<<<<
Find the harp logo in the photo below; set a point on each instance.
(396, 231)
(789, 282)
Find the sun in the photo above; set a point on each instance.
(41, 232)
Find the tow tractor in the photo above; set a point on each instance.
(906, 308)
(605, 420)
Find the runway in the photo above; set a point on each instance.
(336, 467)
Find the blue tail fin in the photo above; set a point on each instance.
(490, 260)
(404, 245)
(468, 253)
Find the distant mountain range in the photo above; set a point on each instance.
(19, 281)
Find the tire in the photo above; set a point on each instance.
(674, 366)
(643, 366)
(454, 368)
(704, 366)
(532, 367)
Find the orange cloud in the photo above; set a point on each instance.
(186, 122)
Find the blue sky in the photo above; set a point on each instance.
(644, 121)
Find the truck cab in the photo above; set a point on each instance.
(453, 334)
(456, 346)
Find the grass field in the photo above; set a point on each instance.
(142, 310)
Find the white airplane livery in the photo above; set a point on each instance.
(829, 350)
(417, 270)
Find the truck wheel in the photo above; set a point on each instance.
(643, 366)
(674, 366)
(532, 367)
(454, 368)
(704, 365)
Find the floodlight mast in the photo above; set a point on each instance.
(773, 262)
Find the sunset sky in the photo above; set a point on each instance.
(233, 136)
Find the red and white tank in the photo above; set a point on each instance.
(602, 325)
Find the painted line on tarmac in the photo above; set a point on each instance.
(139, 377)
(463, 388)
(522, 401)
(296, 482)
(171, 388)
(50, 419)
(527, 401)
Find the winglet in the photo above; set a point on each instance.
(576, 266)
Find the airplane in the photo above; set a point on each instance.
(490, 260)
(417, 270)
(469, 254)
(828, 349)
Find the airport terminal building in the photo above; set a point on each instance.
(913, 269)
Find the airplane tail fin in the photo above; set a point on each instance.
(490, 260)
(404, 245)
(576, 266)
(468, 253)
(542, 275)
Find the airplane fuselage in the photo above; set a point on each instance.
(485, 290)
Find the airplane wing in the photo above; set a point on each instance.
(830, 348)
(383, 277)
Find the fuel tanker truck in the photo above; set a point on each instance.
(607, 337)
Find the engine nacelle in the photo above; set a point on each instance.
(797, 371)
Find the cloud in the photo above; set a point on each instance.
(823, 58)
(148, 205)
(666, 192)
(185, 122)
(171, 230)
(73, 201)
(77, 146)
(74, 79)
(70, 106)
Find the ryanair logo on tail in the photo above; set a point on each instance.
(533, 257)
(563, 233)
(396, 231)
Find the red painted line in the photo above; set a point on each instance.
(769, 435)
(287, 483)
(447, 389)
>>>>
Transcribe exactly the line containing "Find the red and" along with all later lines of the material, through its last line. Add nothing.

▶ _THE ANSWER_
Find the red and white tank in the photo above; set a point on each instance.
(602, 325)
Find the painted line on tarmac in the photo above; set a point on each instance.
(139, 377)
(463, 388)
(522, 401)
(296, 482)
(171, 388)
(50, 419)
(527, 401)
Find the winglet in the photo above; set a point on each instance.
(576, 266)
Find the airplane in the photo above; set a point on each instance.
(490, 260)
(417, 270)
(469, 254)
(828, 349)
Find the airport terminal building in the photo above; set a point on each instance.
(913, 269)
Find the airplane tail fin in the photo above; set a point on each instance.
(490, 260)
(404, 245)
(576, 266)
(468, 253)
(542, 275)
Find the airplane fuselage in the photo above; set a point on each instance.
(485, 290)
Find the airplane wing in the photo above; set a point on each instance.
(830, 348)
(383, 277)
Find the fuel tanker truck in the photo above; set a point on each instance.
(607, 337)
Find the engine nacelle in the photo above; set a point on each instance.
(797, 371)
Find the cloud in the photo above; set a point on each instance.
(823, 58)
(148, 205)
(666, 192)
(185, 122)
(171, 230)
(73, 201)
(77, 146)
(74, 79)
(70, 106)
Find the ryanair logo on tail in the photo above; set a point on each instance.
(533, 257)
(563, 233)
(396, 231)
Find the red painted line in the photo above; set a point on each instance.
(769, 435)
(287, 483)
(447, 389)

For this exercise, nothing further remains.